- **Anforderung**: Führe die Forumsdiskussion über staatliche Überwachung bitte im Anschluss an ihren letzten Satz weiter.

- **Textauszug**:
──────────────────────────────

# Stasi-Protokoll 123-xu/31.05.2002



## Devilfrank (1 Juni 2002)

Liebe Genossinen und Genossen,

nach nunmehr 12 Jahren geduldiger Untergrundarbeit sind wir jetzt in das Stadium der aktiven Manipulation getreten. Es ist uns endlich gelungen den Staatsapparat des Staates für uns einzuspannen, den wir mit allen Mitteln bekämpfen. Durch die geduldige und feinsinnige Arbeit unserer Kundschafter und Tschekisten wird in Kürze in der Bundesrepublik der totale Überwachungsstaat geschaffen. Endlich haben wir das Ziel erreicht, das wir in 40 Jahren DDR aufgrund fehlender Mittel und technischer Voraussetzungen nicht geschafft haben. Jeglicher elektronischer Datenverkehr wird in Echtzeit überwacht. Es ist einigen unserer tapferen Genossen sogar gelungen, diese Methode bei unserem Erzfeind - USA - anzubringen und das FBI in unserem Sinne zu manipulieren.
Ich bin stolz euch sagen zu können: Wir stehen kurz vor der totalen Informationskontrolle und haben uns damit ein mächtiges Instrument zur Manipulation geschaffen. Dadurch werden wir weltweit den Sieg des Sozialismus endlich erreichen. 


Realsatire??? Macht euch selbst einen Reim darauf.  :evil: 
Weitere Info: http://www.heise.de/newsticker/data/fr-31.05.02-000/

Gruss Frank


----------



## Hotline-Dödel (5 Juni 2002)

die totale Überwachung gibt es schon seit geraumer Zeit. Ich sage nur "Echelon".

http://www.heise.de/tp/deutsch/special/ech/6639/1.html


Aber jetzt wird vom Staat versucht, die Sache zu legalisieren.

──────────────────────────────

- **Bereitgestellte Daten**:

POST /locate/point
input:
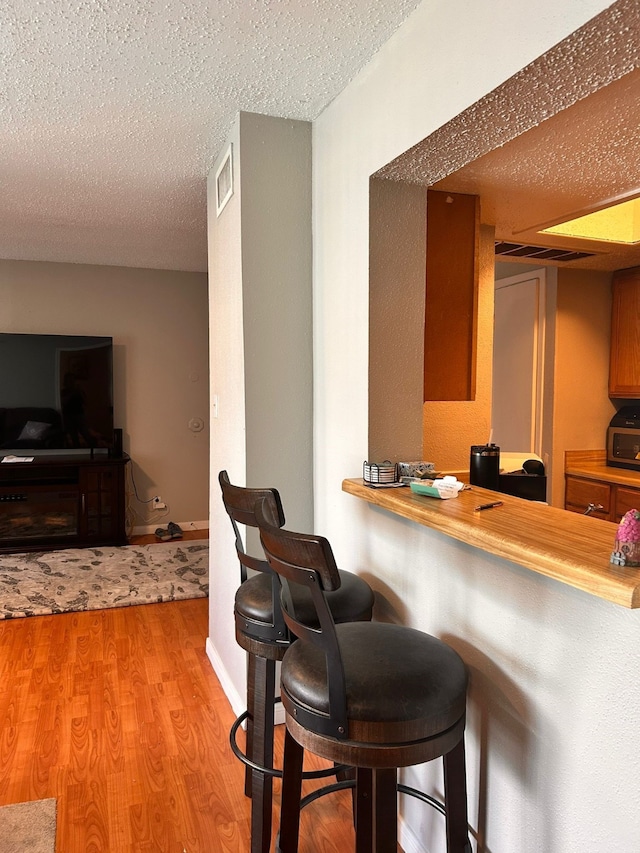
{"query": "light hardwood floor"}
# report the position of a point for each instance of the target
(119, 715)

──────────────────────────────

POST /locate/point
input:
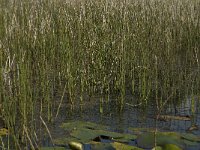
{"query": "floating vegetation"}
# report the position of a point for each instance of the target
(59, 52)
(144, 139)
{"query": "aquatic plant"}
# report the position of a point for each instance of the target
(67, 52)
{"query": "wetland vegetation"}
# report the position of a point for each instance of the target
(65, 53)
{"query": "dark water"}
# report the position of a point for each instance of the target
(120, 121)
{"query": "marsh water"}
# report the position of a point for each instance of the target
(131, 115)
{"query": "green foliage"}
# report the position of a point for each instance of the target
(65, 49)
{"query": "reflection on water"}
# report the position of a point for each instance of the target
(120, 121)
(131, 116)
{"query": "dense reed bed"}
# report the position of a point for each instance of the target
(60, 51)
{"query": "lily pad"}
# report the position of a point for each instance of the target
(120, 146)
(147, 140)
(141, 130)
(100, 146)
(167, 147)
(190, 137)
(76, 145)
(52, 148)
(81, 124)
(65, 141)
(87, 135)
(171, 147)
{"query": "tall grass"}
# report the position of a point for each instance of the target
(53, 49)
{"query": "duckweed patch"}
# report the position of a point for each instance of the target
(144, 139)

──────────────────────────────

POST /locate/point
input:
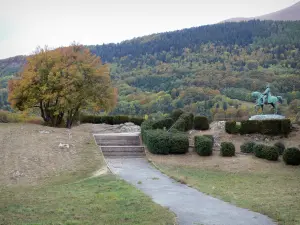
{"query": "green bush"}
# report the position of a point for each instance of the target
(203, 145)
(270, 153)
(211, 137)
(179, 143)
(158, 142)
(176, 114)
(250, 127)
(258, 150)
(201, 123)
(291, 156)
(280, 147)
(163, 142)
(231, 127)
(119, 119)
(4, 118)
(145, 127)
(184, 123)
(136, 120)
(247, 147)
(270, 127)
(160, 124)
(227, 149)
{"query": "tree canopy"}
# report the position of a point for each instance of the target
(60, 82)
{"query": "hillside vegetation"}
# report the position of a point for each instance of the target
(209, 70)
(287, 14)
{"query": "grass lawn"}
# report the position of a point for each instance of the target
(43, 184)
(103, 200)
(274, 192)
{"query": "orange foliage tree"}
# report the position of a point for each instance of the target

──────────────────────────────

- **Ergebnis**:
----------



## Anonymous (1 Juli 2002)

Die totale Überwachung existiert wie mein Vorredner schon sagte , schon seit einiger zeit . Aber trotz aller staatlicher Kontrolle wird man sich trotzdem wenn man weis wie ohne Überwachung bewegen können . Solange das Internet existiert und es mehrere Staaten mit verschiedenen gesetzgebungen zu diesem Thema existieren kann man Überwachung umgehen .

Auserdem ist wohl ein weiteres Problem für den Staat die masse an Daten die Täglich über das Internet laufen , was eine wirkliche lückenlose Überwachung wohl nicht möglich machen wird .

Aber trotz allem ist die Entwicklung wie sie derzeit voranschreitet sehr sehr bedenklich , nur leider merken es die wenigstens das Orwell langsam aber sicher wirklichkeit wird . Die rechte des einzelnen werden ausgehölt , unterwandert und sobald irgendwo eine Möglichkeit gesehen wird ( ein Vorwand ) werden die rechte auch offiziell beschnitten . Sehr sehr bedenklich die Entwicklung derzeit .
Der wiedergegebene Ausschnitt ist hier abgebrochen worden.